**Required work:**
1/ Using the cross-validation thread, say whether each statement below agrees with it. Answer yes or no and quote the deciding words. (a) The answer says that skipping the shuffle still counts as k-fold cross-validation. (b) The answer says the Yi et al. (2018) article is on arXiv. (c) The answer calls rolling-origin-calibration evaluation a better simple approach.
2/ Rename "paywalled" to "subscription-only" in the cross-validation thread from "(On the Wikipedia" to "illustrates these variants.)", and write out that passage with the change.
3/ Which edition of Rob Hyndman's book Forecasting: Principles and Practice does the cross-validation thread cite?

━━━━━ Text section

Does k-fold cross validation strictly require shuffling of data before splitting it into k groups?

Question

Both according to Wikipedia, and to this blog post, k-fold cross validation seems to require that you shuffle the data. I have two questions:

Firstly, why? If you have a time sequence of training examples where (on average) an individual training example is more similar to other examples that are closer to it temporally than other examples that are farther away from it temporally (such as for example a sequence of video frames, if that's what your input data consists of), doesn't it make sense to omit shuffling the data before splitting it up, since if you do shuffle it, then for each validation example, you will almost be certain to have some training example with a high degree of similar to it (which wouldn't be the case if you didn't shuffle it), which kind of defeats the purpose of doing validation from the first place (since you want to see how your model would perform on new data, which would most likely have a significantly lower degree of similarity to anything you had trained it on)?

Secondly, what if you don't shuffle the dataset before splitting it, can't you call the validation method k-fold cross validation anymore? Then what do you call it?

civilstat · Answer 1 · 2023-10-20T19:21:45.050

6

Yes and no.

If you don't shuffle the data, it's no longer $k$-fold cross-validation. Using $k$-fold CV is really only justifiable if we can reasonably treat the dataset as a random sample from the population that you want to generalize to. Then we can use $k$-fold CV to estimate the average performance of models like yours across new random training sets. See Bates et al 2023, "Cross-Validation: What Does It Estimate and How Well Does It Do It?"):

...it estimates the average [performance] of models fit on other unseen training sets [of size $n \times (k-1)/k$] drawn from the same population

If you don't shuffle, CV's training sets aren't random, and your CV performance estimates might be biased by however the dataset's rows were ordered. So I don't think there is a separate name for "$k$-fold CV but without shuffling," because it isn't really a useful technique.

If your data are meaningfully ordered by time, not a random sample, then you should use one of the CV variants specifically designed for time series data. See for example the answers to this post, which also explains why you should not just do the "$k$-fold CV but without shuffling" proposed in your question. A better simple approach, mentioned in those answers, is what's sometimes called "rolling-origin-calibration evaluation": see for example p.8 of Yi et al. (2018) or this section of Rob Hyndman's book Forecasting: Principles and Practice, 2nd ed..

(On the Wikipedia page you cited earlier, Wikipedia refers to "rolling cross validation," citing a paywalled article that distinguishes "rolling-origin-calibration" CV, "rolling-window" CV, and a few other variants. Although it's paywalled, the Yi et al. (2018) article on arXiv illustrates these variants.)

These are all still variants of CV; they are just not the same as the default version of $k$-fold CV.

If your data were sampled in some other structured way -- not a simple random sample but also not a time series -- then you should modify CV to ensure that your training sets mimic the sampling design of interest. Examples include grouped data, complex survey designs, spatial sampling, etc. See section 2 of this answer to another post for details and examples.

━━━━━━━━━━
━━━━━ Data records

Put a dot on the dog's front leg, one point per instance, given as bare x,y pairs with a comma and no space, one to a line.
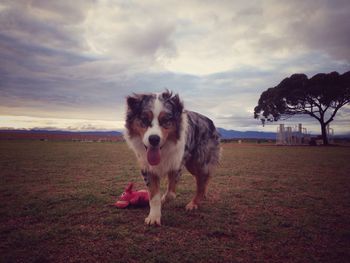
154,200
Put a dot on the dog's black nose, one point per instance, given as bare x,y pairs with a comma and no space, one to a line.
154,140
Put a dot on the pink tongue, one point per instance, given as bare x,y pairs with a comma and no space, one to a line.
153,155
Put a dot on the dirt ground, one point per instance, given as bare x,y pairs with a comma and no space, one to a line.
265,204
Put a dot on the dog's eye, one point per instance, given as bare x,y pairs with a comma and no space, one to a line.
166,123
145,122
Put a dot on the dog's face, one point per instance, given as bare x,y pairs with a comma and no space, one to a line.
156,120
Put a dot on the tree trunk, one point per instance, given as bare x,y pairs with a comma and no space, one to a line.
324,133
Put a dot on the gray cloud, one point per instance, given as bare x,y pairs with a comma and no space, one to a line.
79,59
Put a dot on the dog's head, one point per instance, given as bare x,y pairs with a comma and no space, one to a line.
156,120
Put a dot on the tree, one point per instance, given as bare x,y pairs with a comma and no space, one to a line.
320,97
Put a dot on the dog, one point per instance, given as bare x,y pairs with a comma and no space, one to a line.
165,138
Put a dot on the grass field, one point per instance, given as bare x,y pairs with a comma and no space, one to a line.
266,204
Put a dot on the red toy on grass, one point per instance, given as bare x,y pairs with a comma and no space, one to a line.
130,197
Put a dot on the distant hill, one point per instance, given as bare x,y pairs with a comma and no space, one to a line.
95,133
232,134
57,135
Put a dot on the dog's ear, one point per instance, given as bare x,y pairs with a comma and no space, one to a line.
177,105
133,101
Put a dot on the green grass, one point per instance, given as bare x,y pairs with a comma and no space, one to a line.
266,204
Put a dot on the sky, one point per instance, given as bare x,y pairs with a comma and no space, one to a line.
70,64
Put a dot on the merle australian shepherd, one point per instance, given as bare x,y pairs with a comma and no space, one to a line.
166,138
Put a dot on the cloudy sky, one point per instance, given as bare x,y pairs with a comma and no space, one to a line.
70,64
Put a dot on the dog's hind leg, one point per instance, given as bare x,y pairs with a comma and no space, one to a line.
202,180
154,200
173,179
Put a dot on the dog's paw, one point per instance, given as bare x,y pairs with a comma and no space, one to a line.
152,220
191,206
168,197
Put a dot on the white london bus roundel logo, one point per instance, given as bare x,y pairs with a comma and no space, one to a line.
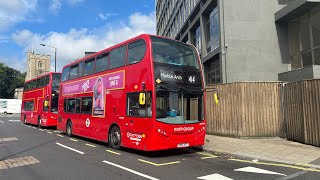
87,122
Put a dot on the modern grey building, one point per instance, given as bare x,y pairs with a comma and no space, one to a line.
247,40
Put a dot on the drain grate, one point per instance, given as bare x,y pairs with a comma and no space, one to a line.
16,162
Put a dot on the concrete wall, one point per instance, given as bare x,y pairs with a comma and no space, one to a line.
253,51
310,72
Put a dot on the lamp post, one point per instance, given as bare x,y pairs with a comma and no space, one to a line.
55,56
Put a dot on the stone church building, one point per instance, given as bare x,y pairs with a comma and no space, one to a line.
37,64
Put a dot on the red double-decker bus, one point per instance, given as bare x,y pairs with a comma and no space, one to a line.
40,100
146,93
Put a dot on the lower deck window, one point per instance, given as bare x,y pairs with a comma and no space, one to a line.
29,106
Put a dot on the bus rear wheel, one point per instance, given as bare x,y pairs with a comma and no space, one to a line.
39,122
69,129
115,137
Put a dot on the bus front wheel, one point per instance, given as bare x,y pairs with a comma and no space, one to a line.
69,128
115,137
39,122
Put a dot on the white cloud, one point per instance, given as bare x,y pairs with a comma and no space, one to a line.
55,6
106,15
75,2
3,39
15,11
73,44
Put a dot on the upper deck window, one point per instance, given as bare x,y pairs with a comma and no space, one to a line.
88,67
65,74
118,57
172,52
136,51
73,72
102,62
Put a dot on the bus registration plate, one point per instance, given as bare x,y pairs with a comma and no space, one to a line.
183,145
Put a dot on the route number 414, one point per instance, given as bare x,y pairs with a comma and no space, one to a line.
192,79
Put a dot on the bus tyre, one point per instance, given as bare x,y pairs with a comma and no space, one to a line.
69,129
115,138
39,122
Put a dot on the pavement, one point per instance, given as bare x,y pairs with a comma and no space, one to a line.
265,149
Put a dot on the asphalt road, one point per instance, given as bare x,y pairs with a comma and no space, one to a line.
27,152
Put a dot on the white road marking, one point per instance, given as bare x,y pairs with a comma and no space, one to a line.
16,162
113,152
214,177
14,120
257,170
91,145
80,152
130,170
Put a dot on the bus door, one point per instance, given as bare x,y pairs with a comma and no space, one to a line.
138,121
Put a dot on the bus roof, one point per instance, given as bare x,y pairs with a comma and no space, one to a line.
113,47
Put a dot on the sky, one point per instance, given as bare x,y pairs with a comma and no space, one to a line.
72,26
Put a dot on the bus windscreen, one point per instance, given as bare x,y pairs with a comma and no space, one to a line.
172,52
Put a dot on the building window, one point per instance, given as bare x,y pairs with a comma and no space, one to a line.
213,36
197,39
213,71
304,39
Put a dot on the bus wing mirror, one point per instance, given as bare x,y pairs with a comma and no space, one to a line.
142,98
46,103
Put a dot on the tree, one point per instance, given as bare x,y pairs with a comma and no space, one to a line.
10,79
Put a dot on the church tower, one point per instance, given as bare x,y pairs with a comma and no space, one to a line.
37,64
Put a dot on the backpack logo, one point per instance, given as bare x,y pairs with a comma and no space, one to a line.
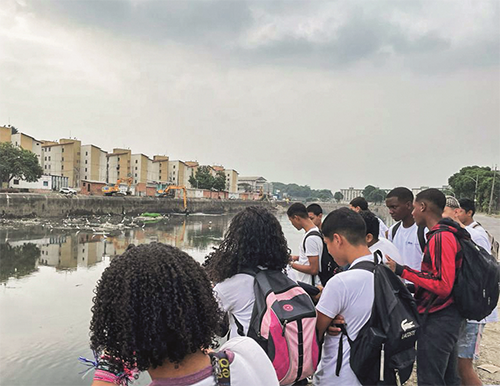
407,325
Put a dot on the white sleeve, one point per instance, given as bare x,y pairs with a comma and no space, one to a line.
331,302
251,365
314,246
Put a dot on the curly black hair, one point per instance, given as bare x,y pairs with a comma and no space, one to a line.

━━━━━━━━━━

**Exercise results:**
1/
(a) No: "If you don't shuffle the data, it's no longer $k$-fold cross-validation."
(b) Yes: "the Yi et al. (2018) article on arXiv illustrates these variants"
(c) Yes: "A better simple approach, mentioned in those answers, is what's sometimes called"

2/
(On the Wikipedia page you cited earlier, Wikipedia refers to "rolling cross validation," citing a subscription-only article that distinguishes "rolling-origin-calibration" CV, "rolling-window" CV, and a few other variants. Although it's subscription-only, the Yi et al. (2018) article on arXiv illustrates these variants.)

3/ The 2nd edition.